--- Information Enclosed Below ---
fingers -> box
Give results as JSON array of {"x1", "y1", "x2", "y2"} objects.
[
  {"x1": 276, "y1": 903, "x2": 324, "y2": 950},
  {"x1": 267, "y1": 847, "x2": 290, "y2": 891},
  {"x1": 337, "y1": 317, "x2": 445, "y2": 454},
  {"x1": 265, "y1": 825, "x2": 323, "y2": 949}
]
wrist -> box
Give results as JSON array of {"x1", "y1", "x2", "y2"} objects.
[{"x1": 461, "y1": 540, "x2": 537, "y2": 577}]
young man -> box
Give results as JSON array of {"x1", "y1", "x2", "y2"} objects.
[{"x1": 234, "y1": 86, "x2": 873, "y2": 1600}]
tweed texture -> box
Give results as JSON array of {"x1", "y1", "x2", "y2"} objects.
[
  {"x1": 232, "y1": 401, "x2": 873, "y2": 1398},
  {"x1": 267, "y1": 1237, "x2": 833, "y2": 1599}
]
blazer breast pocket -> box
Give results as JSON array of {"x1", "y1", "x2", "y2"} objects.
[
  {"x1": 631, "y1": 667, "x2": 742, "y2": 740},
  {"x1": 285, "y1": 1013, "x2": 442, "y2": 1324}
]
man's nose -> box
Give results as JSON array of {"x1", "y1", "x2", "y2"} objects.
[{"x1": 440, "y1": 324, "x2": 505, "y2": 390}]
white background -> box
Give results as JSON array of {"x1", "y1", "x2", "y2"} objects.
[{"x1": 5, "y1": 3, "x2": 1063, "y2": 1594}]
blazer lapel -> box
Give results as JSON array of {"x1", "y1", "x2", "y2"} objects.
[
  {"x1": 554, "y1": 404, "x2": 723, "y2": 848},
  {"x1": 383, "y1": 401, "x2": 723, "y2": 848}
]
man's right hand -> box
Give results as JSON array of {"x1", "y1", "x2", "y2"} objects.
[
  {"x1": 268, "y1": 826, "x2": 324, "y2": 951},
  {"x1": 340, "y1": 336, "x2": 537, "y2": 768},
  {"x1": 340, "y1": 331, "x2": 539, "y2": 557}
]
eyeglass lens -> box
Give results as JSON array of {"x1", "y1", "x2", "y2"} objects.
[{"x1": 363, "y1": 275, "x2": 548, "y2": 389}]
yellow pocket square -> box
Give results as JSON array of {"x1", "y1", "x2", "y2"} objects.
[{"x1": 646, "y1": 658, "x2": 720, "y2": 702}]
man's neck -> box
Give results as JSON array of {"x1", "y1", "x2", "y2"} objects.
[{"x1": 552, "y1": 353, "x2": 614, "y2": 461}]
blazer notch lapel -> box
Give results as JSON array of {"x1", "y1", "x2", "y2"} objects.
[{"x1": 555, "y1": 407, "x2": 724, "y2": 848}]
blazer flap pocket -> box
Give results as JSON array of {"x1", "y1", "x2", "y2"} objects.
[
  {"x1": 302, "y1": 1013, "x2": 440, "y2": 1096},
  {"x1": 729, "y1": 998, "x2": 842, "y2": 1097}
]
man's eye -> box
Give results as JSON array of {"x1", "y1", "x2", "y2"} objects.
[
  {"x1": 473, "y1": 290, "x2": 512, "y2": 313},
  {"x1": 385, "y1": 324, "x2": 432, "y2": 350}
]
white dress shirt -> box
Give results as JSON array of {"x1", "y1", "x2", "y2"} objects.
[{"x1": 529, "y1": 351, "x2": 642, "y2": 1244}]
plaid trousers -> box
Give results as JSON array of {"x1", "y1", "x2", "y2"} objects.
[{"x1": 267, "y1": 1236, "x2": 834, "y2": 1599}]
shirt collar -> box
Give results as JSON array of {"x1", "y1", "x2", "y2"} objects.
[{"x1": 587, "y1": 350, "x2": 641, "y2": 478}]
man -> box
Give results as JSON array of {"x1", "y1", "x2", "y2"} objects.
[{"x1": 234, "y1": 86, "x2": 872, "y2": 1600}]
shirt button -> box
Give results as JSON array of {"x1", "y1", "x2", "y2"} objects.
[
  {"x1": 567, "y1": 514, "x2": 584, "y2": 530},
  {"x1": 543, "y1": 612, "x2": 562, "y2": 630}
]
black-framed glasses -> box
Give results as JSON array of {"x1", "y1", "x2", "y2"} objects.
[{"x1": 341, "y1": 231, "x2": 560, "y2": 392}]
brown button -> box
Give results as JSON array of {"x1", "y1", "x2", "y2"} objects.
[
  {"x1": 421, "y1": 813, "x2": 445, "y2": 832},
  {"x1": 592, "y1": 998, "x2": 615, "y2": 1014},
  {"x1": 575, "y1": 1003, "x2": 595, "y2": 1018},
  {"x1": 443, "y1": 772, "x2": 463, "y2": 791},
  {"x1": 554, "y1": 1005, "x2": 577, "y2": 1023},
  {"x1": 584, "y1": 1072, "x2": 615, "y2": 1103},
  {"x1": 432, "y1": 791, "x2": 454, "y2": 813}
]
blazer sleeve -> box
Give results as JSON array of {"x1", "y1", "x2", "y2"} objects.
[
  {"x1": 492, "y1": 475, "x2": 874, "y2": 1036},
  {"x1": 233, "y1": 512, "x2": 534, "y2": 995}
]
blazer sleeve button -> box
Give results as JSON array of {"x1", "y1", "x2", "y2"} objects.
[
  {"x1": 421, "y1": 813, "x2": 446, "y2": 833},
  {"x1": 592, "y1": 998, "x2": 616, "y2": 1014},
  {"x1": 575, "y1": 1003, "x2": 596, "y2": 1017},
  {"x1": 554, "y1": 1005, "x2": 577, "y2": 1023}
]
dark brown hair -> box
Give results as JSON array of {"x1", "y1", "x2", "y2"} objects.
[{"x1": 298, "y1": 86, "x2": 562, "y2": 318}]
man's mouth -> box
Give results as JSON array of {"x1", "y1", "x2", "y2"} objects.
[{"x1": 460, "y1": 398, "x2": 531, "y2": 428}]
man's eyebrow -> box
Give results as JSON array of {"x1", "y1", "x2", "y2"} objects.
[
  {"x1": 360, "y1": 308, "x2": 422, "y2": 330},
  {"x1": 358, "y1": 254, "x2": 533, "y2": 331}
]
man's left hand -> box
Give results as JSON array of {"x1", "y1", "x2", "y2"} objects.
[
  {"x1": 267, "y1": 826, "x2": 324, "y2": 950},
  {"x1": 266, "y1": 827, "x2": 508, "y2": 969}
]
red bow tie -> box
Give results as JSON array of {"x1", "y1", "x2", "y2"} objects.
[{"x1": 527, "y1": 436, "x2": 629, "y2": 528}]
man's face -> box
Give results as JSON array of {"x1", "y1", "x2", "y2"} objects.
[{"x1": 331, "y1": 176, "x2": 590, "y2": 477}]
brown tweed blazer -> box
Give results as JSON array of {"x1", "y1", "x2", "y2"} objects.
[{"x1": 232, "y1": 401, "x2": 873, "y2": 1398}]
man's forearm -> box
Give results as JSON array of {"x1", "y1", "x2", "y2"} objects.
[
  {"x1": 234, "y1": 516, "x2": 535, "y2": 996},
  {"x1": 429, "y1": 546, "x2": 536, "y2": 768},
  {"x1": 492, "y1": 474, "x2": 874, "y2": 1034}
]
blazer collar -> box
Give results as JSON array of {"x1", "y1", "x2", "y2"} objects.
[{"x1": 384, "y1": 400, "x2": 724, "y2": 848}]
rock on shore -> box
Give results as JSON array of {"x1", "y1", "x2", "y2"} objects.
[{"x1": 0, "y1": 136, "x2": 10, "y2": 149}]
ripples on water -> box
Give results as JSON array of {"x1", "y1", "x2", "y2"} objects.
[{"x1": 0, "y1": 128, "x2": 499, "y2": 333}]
--- End of Enclosed Information ---
> _What is being asked_
Look over the listing above and copy each line that contains "pocket".

> _Expected answer_
blazer breast pocket -> box
yellow pocket square -> box
blazer flap pocket -> box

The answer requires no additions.